- [What is asked]
Update every row below by replacing "pixel coordinates" with "image coordinates" and changing nothing else. Leave the pictures out of your answer.

- [Material provided]

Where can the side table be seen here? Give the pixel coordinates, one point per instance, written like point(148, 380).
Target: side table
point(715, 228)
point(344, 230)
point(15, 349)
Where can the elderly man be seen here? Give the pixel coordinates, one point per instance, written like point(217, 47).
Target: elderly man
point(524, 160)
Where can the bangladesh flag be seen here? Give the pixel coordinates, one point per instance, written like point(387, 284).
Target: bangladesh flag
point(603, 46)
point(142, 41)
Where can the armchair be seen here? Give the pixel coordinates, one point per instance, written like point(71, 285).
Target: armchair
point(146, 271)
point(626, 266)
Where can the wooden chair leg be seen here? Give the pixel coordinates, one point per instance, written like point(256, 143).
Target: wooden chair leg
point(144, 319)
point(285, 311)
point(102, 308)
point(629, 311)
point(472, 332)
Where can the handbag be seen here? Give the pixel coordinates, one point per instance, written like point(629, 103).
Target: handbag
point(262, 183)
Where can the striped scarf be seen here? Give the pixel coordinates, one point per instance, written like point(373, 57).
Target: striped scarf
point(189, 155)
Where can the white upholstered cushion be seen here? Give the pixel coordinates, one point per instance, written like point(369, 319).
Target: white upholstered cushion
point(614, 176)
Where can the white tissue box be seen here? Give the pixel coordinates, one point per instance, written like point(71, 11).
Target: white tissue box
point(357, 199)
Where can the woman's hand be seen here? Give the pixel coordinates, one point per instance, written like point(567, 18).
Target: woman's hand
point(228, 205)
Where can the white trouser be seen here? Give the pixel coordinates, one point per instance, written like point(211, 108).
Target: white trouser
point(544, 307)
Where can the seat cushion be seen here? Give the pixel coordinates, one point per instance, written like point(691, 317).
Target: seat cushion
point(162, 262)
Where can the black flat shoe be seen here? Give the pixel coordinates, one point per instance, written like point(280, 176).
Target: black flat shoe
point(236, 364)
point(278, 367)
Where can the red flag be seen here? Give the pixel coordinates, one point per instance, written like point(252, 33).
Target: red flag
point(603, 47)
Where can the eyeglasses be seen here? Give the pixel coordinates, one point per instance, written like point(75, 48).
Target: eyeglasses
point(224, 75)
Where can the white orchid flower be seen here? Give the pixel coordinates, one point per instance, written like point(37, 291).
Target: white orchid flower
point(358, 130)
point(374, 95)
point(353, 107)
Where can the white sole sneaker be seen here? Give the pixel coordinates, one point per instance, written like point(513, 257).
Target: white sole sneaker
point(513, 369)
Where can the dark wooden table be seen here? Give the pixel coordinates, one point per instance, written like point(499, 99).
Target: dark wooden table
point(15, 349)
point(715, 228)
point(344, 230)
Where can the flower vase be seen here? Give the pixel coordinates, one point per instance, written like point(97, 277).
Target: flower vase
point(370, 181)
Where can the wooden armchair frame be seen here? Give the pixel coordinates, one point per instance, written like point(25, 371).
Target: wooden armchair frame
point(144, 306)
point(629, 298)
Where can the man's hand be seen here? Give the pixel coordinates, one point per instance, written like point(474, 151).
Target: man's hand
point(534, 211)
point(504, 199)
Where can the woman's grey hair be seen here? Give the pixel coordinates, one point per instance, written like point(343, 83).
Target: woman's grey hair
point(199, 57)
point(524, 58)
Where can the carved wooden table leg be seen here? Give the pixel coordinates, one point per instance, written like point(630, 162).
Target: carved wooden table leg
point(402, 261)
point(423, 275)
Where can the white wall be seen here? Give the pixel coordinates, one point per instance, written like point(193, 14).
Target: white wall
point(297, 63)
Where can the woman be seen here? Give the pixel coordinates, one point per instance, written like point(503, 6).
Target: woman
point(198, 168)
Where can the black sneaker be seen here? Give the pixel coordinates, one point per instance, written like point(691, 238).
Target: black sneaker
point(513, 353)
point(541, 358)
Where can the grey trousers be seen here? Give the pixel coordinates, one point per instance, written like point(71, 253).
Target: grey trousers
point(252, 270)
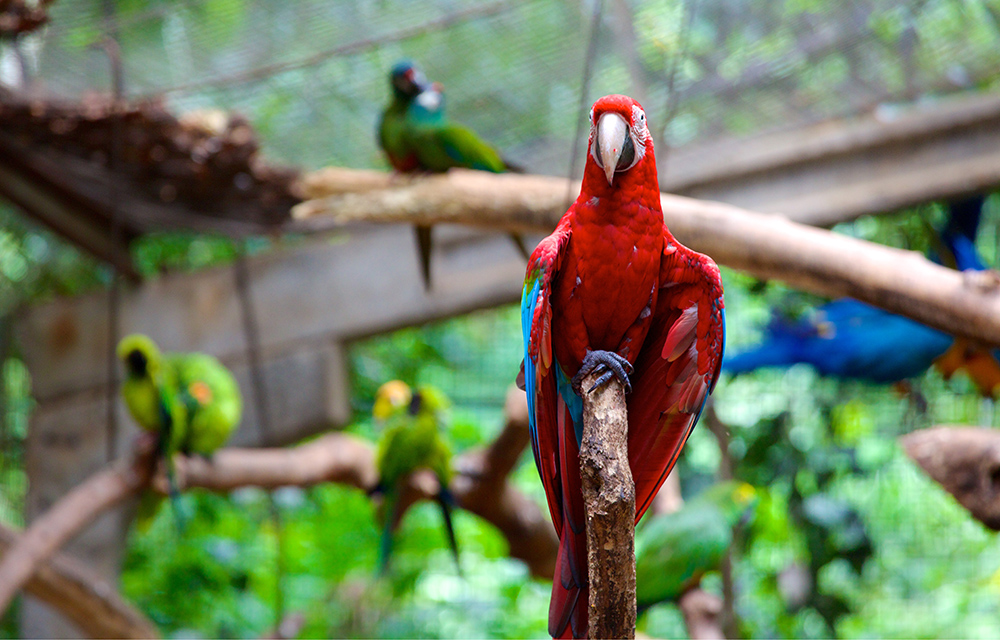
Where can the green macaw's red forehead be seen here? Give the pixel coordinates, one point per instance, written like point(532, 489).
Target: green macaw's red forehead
point(616, 103)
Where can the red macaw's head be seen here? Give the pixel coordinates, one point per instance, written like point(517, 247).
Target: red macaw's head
point(620, 146)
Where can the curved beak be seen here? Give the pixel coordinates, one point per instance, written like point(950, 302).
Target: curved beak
point(611, 132)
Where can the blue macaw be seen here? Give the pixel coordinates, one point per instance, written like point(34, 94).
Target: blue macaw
point(847, 338)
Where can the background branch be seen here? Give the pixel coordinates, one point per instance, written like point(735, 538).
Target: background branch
point(480, 486)
point(966, 462)
point(768, 246)
point(69, 516)
point(81, 595)
point(609, 501)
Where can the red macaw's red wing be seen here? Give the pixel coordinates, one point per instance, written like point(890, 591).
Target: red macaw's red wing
point(676, 369)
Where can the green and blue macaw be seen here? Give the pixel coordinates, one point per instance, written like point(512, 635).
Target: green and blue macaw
point(189, 400)
point(412, 439)
point(416, 136)
point(673, 551)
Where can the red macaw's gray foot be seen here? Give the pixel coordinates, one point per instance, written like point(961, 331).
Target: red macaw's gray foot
point(607, 363)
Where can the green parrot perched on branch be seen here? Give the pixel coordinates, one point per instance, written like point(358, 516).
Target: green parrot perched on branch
point(416, 136)
point(673, 551)
point(190, 400)
point(412, 440)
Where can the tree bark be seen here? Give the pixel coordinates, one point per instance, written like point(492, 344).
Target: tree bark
point(702, 611)
point(768, 246)
point(68, 516)
point(966, 462)
point(81, 595)
point(609, 500)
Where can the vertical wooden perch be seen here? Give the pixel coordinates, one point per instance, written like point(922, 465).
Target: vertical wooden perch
point(609, 499)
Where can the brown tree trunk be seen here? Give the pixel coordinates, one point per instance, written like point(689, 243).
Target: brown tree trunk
point(609, 499)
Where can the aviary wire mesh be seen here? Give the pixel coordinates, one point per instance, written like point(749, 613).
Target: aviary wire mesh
point(312, 75)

- [Correct response]
Where can the side table be seen here? Give the image coordinates, one point per instance, written like point(148, 380).
Target: side table
point(715, 228)
point(344, 230)
point(15, 349)
Where can the elderly man be seen here? Give the image coordinates, one point per instance, written like point(217, 47).
Target: elderly man
point(524, 160)
Where can the bangladesh flag be seen here? Give the image coordinates, one point per instance, written like point(387, 284).
Target: bangladesh flag
point(603, 46)
point(142, 41)
Where can the armchair be seen here? Give the image coordinates, one point per instance, written like point(71, 285).
Target: armchair
point(146, 271)
point(626, 266)
Where can the wooden chair leg be seen here? Give the image coordinates, one point per instance, written like point(256, 143).
Target: wooden chair leg
point(144, 319)
point(285, 311)
point(102, 308)
point(629, 311)
point(472, 332)
Where can the handbag be seen here? Give the image coordinates, one point per instance, written like point(629, 103).
Target: handbag
point(262, 183)
Where can the striped scarf be seen here? Give the image coordinates, one point per instance, written like point(373, 57).
Target: striped scarf
point(189, 155)
Where can the white upholstered cushion be seen here? Give the image coordinates, one point per instance, written like point(369, 319).
Target: white upholstered cushion
point(614, 176)
Where can the white tissue box be seen here? Give the image coordinates, one point per instance, written like point(71, 11).
Target: white tissue box
point(357, 199)
Where can the woman's hand be seen here? Give the image coordinates, one point per instance, written like point(567, 18).
Target: woman's hand
point(228, 205)
Where can the white trouser be seen here? Give the image coordinates, one point per instance, written like point(211, 108).
Target: white trouser
point(544, 307)
Where can the seat cushion be seen here? Give the image coordinates, one point per instance, written like point(691, 317).
Target: seat cushion
point(162, 262)
Where can the black flat shoe be seen here? Give the image coordinates, one point per instance, written like point(280, 176).
Target: black flat shoe
point(236, 364)
point(278, 367)
Where can the red flag be seen here? Give the image coordinates, one point per instance, written like point(252, 33).
Target: red flag
point(603, 47)
Where can the eyeglasses be seen here? Give the image coordinates, one point per instance, written like point(75, 48).
Target: eyeglasses
point(224, 75)
Where can the white orchid flower be seen here? Give the image coordinates, one point per instance, written like point(37, 291).
Target: white orchid flower
point(358, 130)
point(374, 95)
point(353, 107)
Where can the white sole sneaker be seen here? Give the image coordinates, one point per instance, written like point(513, 257).
Target: white sole sneaker
point(513, 369)
Where can the dark wooden table be seen here? Give the image coordinates, one point per instance, written like point(499, 99).
Target: dark wooden table
point(15, 349)
point(715, 228)
point(344, 230)
Where can the flower vase be seen here? Give the image coordinates, one point per instance, written like point(97, 277).
Target: flower vase
point(370, 181)
Where can the wooden armchair frame be seen here? Give the image coordinates, one point per instance, written like point(25, 371).
Target: wooden armchair frame
point(144, 306)
point(629, 298)
Where can the man's hand be seen here? Give the image coordinates, one point per instance, written like point(474, 151).
Target: man's hand
point(534, 211)
point(504, 199)
Where can the woman's grey hair be seen here? Give the image coordinates, one point per instance, written like point(343, 83).
Target: woman's grey hair
point(199, 57)
point(524, 58)
Where can the carved wooden table leg be seen here? Give the image coordinates, one point per instance, written like point(630, 162).
Target: carved wooden table leg
point(402, 261)
point(423, 275)
Where can the white wall be seen here? Give the image coordinates, one point per instance, written like point(193, 14).
Target: white wall
point(297, 63)
Where can the woman be seen here? Give the image coordinates, one point per instance, written like point(503, 6).
Target: woman
point(198, 168)
Where can the black sneaker be seen here? Give the image coordinates, one point per instance, written like point(691, 238).
Target: black sneaker
point(513, 353)
point(541, 358)
Where can the grey trousers be seen here? Give the image coordinates, one point per instance, written like point(71, 253).
Target: grey trousers
point(252, 270)
Where can the green macaw's red forehead be seen here? Give the image coordinates, one point per instance, written like point(532, 489).
Target: green macaw's red forehead
point(616, 103)
Where can the red macaw's head be seen here? Give the image coordinates, one point per instance, written like point(517, 247).
Target: red macaw's head
point(620, 146)
Where can the curved beak be seen here? Give the image coordinates, one point per instance, written like point(950, 302).
Target: curved beak
point(611, 132)
Where can the blue macaw be seen here? Give the image coordinates, one point per instance, written like point(34, 94).
Target: blue macaw
point(847, 338)
Where can the background branch be seen here? Give the image coordinates, one point per instance, written like point(735, 538).
Target: background branch
point(480, 486)
point(966, 462)
point(768, 246)
point(69, 516)
point(81, 595)
point(609, 501)
Where can the red macaw's red wing be seen here? Give the image coordinates, one point per instance, written like point(890, 591).
Target: red macaw's red wing
point(676, 369)
Where can the green and blue macaw be seen here? Give the image coordinates, one point per instance, written like point(512, 635).
Target: green and blue macaw
point(189, 400)
point(412, 439)
point(416, 136)
point(673, 551)
Where can the red macaw's gray foot be seen here? Give the image coordinates, one point per instance, written like point(961, 331).
Target: red macaw's gray foot
point(607, 363)
Where can the green parrot perched on branch be seen here? Give the image coordinates, one point per instance, written like point(358, 516).
Target: green parrot perched on branch
point(416, 136)
point(673, 551)
point(190, 400)
point(412, 440)
Where can the tree bark be seen here? Give the image coordinates, one point per instance, written like point(492, 344).
Target: tree bark
point(702, 611)
point(768, 246)
point(68, 516)
point(966, 462)
point(81, 595)
point(609, 500)
Where can the vertical wooden perch be seen here? Give the image coordinates, one point per instance, written like point(922, 465).
Target: vertical wooden perch
point(609, 499)
Where can the brown tree trunk be seen here? Give the image coordinates, one point per instance, written like point(689, 243).
Target: brown tree trunk
point(609, 499)
Where can the aviary wire mesh be seen here? Give the image coordinates, one point per instance, written like point(749, 613).
Target: aviary wire mesh
point(312, 75)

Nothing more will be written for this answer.